Job
Everything from the line that holds "the horse's nostril" through the end of the data below should be output exactly, both ends included.

Excerpted data
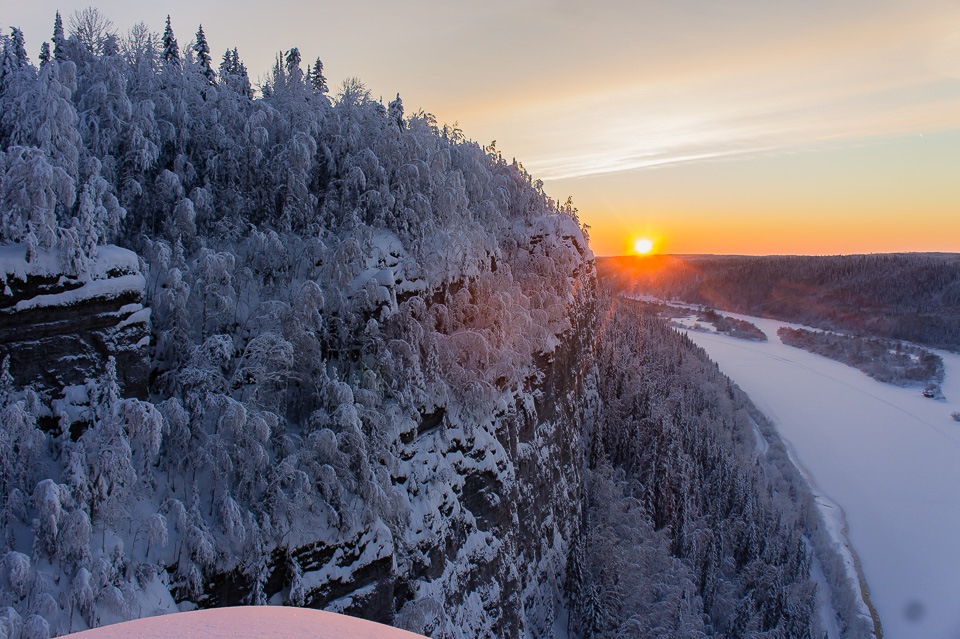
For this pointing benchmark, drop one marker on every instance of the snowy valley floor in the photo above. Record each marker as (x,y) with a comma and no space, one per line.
(888,456)
(252,622)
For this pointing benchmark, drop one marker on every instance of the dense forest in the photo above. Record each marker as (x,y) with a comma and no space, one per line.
(845,292)
(382,377)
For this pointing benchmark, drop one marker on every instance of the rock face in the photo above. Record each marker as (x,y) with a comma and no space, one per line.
(492,505)
(58,330)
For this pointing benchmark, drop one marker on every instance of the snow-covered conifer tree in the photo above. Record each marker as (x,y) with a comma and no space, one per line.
(317,81)
(171,50)
(203,57)
(58,39)
(395,111)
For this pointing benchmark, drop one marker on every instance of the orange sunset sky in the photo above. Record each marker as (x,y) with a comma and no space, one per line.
(750,127)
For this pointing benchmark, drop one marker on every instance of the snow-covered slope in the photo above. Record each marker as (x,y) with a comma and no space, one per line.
(248,622)
(887,455)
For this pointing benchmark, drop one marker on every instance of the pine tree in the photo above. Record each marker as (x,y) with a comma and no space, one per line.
(58,39)
(317,80)
(203,57)
(395,112)
(294,73)
(171,50)
(18,47)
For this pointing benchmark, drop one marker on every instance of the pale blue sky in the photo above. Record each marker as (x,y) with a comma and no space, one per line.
(589,95)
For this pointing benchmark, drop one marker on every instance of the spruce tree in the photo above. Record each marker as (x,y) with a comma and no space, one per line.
(294,74)
(18,47)
(395,111)
(171,50)
(203,57)
(58,39)
(317,80)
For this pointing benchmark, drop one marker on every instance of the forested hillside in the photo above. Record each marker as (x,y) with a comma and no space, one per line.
(379,374)
(848,292)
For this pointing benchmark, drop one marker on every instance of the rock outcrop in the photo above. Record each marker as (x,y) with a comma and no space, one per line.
(58,330)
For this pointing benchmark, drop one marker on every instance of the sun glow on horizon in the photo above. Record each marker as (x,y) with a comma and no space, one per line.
(643,246)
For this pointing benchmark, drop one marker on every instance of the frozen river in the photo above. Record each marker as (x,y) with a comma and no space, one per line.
(887,455)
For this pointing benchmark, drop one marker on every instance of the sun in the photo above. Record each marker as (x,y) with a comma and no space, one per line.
(643,246)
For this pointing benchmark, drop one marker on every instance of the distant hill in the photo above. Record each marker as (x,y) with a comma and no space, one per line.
(908,296)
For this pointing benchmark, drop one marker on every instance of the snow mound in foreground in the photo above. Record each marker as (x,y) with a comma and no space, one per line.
(248,622)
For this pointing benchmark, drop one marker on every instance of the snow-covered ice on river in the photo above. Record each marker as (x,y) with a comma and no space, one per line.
(887,455)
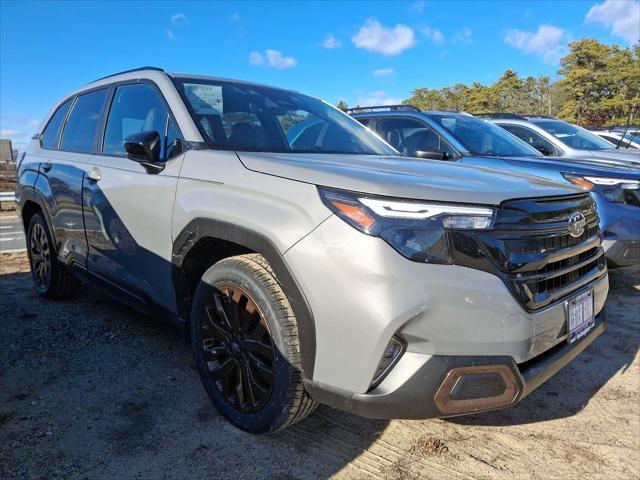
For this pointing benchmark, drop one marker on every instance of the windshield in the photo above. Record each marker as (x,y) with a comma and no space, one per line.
(574,136)
(243,117)
(483,138)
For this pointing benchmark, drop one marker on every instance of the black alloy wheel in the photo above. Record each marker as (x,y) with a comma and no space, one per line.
(238,350)
(40,256)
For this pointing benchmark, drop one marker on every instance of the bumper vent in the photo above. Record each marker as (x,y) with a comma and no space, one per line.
(532,251)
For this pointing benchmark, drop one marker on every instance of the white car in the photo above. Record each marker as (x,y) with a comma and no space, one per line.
(626,140)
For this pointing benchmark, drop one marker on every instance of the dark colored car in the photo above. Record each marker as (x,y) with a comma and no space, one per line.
(463,138)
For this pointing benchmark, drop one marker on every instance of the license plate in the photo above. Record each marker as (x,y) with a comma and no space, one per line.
(581,318)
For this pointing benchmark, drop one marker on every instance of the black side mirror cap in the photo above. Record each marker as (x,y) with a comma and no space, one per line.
(144,148)
(431,155)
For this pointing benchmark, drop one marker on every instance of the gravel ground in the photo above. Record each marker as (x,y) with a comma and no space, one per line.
(90,389)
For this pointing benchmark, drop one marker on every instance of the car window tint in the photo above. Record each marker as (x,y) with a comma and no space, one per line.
(245,117)
(135,108)
(534,139)
(82,125)
(574,136)
(49,137)
(409,136)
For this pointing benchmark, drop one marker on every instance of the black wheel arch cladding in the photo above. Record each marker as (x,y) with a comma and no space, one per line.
(200,228)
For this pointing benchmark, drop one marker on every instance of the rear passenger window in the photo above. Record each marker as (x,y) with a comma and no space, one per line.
(135,108)
(82,126)
(49,137)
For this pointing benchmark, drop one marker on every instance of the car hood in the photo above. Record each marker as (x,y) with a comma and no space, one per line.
(405,177)
(627,156)
(597,167)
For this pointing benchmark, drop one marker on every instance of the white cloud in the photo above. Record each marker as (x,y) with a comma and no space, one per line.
(272,58)
(11,134)
(383,72)
(622,17)
(331,42)
(378,97)
(256,59)
(433,35)
(547,42)
(465,35)
(374,37)
(418,6)
(179,19)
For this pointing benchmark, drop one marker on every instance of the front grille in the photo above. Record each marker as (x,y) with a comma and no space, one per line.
(532,251)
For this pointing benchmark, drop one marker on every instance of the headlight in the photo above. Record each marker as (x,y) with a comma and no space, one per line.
(618,190)
(416,229)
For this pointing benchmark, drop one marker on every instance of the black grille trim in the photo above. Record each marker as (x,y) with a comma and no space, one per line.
(531,249)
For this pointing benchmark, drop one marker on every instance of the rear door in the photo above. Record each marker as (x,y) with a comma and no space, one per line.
(67,144)
(128,210)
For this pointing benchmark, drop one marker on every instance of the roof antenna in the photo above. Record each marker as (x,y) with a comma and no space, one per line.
(632,109)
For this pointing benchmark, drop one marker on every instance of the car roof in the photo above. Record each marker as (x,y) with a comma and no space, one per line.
(409,113)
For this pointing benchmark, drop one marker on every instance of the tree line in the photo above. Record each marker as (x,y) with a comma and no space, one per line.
(597,85)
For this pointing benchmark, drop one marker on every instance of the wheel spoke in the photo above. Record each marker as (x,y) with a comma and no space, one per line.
(260,368)
(221,329)
(221,313)
(258,347)
(247,390)
(221,371)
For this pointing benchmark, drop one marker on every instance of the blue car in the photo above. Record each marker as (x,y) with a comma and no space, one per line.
(460,137)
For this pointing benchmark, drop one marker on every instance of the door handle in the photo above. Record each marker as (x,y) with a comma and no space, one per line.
(94,174)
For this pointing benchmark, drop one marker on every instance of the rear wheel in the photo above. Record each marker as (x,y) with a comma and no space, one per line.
(50,279)
(245,344)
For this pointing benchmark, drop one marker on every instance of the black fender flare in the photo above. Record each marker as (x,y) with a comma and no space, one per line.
(199,228)
(31,194)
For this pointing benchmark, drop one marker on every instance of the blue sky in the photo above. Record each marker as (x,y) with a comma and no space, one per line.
(360,52)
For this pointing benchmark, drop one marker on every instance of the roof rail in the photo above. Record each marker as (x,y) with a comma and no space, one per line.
(511,116)
(393,108)
(128,71)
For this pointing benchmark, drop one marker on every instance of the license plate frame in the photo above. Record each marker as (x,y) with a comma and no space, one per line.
(580,315)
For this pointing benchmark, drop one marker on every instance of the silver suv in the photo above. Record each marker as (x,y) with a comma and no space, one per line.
(561,139)
(307,260)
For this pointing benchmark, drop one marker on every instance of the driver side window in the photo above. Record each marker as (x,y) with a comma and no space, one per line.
(534,139)
(138,108)
(409,136)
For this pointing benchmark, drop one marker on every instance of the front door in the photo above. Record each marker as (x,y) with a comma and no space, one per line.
(128,210)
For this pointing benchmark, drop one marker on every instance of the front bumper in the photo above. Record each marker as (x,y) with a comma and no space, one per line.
(366,293)
(621,253)
(429,390)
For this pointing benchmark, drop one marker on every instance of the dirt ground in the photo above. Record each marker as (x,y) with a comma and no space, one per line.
(89,389)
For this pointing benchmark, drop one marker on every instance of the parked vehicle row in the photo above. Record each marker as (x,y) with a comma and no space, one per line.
(465,139)
(628,140)
(310,262)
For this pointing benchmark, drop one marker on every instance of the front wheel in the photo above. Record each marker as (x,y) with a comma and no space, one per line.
(245,344)
(50,278)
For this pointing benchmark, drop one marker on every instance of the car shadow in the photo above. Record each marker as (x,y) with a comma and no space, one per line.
(119,397)
(571,389)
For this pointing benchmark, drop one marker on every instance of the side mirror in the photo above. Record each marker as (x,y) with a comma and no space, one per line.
(144,148)
(430,154)
(543,150)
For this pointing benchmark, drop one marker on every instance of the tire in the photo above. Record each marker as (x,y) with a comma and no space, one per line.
(241,321)
(50,279)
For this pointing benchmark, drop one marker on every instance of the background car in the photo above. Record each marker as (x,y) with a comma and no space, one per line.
(556,138)
(620,139)
(460,137)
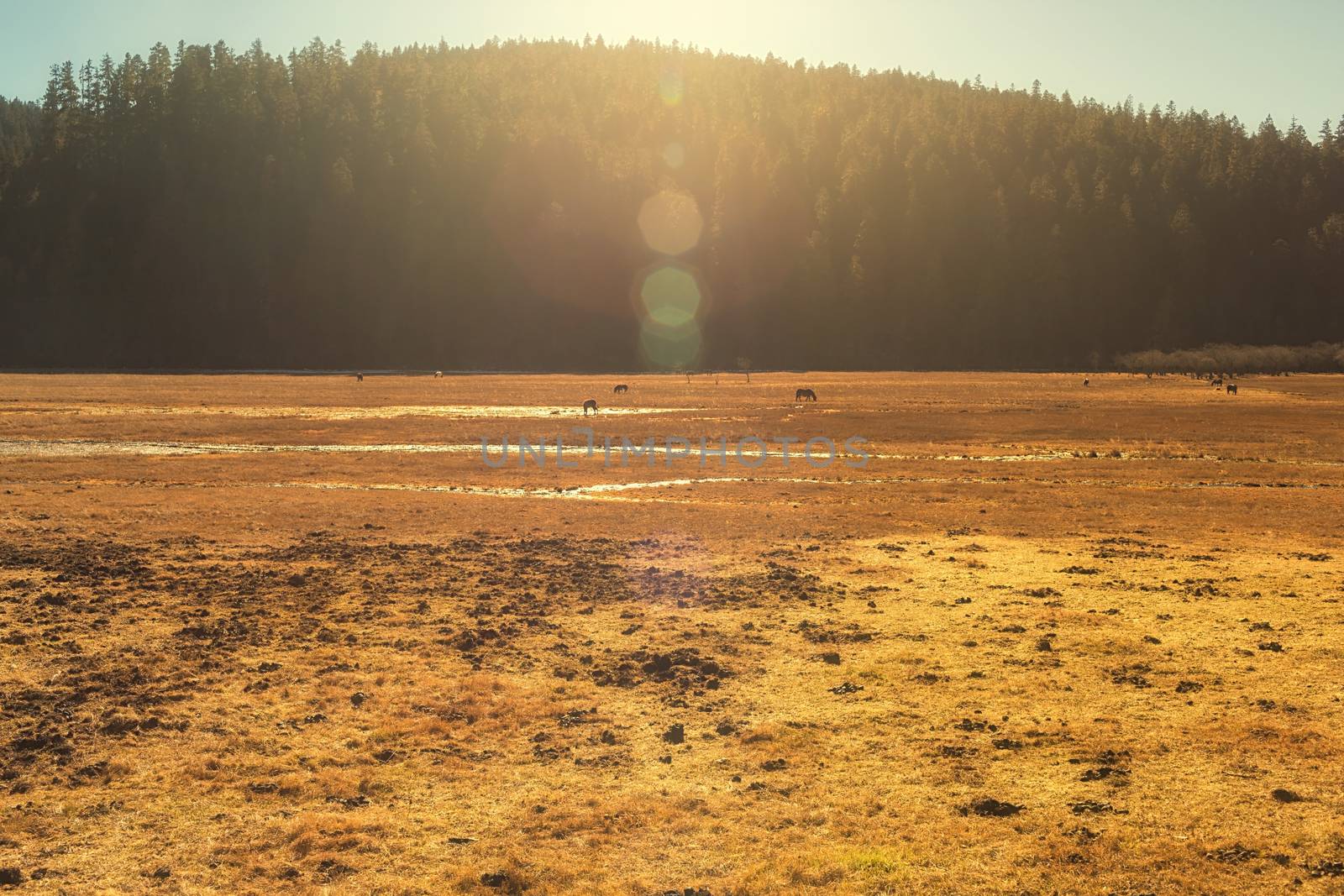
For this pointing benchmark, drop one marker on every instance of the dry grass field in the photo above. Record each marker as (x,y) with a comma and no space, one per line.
(277,634)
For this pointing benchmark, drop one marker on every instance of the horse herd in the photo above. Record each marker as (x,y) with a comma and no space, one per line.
(622,389)
(799,396)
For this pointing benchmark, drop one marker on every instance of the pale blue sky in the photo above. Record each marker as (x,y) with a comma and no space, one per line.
(1245,58)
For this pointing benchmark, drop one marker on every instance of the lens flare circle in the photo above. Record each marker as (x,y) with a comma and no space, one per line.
(671,296)
(671,222)
(671,347)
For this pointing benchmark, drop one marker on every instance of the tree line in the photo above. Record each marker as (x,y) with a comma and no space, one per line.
(448,207)
(1317,358)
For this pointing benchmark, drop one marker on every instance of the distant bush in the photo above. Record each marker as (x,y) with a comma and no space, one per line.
(1317,358)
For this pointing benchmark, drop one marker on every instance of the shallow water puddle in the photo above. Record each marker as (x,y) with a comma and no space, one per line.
(311,412)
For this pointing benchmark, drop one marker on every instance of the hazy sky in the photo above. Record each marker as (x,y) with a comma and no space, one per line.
(1247,58)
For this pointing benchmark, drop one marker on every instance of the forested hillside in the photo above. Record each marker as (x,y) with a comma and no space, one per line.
(444,207)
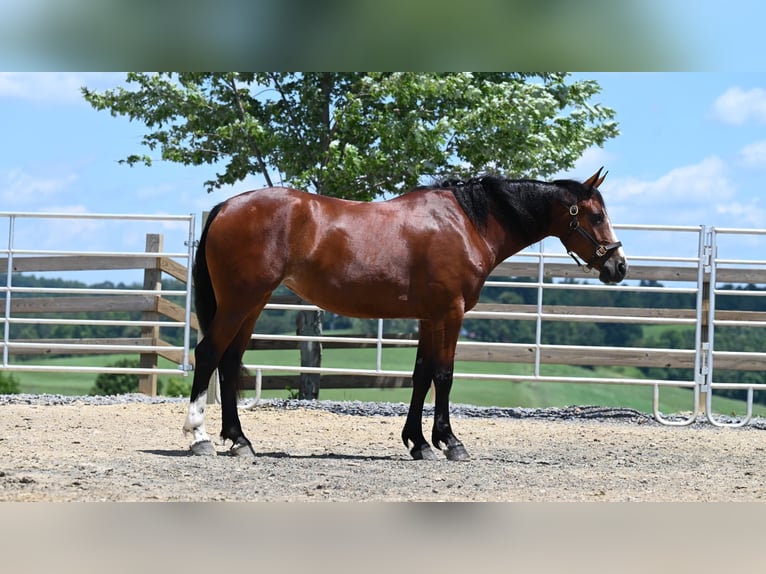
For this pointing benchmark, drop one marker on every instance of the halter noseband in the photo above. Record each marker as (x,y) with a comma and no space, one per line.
(602,252)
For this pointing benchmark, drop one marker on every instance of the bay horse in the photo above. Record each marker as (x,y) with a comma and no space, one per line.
(423,255)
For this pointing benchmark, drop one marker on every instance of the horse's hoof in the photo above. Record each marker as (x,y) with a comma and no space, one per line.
(242,448)
(457,452)
(423,453)
(203,448)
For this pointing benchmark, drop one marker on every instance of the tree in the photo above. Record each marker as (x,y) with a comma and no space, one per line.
(362,135)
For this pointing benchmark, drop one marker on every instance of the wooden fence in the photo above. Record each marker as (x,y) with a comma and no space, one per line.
(57,305)
(699,274)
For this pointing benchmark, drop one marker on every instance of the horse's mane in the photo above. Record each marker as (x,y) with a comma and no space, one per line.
(523,205)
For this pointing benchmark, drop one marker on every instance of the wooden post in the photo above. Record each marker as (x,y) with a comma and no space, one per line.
(309,323)
(705,335)
(147,384)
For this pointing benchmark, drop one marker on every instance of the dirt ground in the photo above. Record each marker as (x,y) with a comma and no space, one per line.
(137,452)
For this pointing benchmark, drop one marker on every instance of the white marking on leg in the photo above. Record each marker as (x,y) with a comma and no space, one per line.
(195,419)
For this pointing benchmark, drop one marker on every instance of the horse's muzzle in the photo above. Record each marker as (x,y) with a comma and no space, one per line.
(614,269)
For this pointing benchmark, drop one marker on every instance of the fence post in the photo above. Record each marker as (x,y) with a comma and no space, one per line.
(147,384)
(309,323)
(705,340)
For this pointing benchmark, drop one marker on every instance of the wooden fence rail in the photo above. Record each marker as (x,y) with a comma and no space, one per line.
(158,307)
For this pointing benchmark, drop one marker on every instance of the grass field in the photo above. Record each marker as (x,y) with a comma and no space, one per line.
(476,392)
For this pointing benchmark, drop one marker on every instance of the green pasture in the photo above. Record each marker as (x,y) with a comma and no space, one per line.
(469,391)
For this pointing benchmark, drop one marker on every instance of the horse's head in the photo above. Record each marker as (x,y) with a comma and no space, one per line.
(587,233)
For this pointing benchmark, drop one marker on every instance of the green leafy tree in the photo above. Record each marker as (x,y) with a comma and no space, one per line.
(360,135)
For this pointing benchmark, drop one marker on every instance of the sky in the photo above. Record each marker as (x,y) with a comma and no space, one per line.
(691,152)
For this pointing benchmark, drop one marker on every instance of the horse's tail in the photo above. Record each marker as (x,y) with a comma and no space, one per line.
(204,296)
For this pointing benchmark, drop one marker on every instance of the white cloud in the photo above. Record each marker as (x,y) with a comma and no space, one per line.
(751,215)
(53,87)
(689,195)
(754,154)
(18,188)
(737,106)
(703,182)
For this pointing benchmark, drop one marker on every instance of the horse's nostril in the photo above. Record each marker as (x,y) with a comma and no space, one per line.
(622,268)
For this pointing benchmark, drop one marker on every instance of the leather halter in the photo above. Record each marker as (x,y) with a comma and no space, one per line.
(601,253)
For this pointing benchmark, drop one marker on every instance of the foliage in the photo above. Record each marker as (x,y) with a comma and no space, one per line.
(9,385)
(360,135)
(117,383)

Written solution
For this pointing benchmark, drop one marker on every instance of the horse's nostril in the photo above. Record each marker as (x,y) with a comma and no space, one per line.
(622,268)
For this pointing benchmark, drop one marker on every instance of the leather halter in the photo above. Record each marker as (x,y) with a comma and no space, one per line.
(601,253)
For this pointing benchmark, drop one marker on every instance of the foliage in the photo above. Record each marker as (x,y) with a comma and no space, one per line.
(9,385)
(360,135)
(117,383)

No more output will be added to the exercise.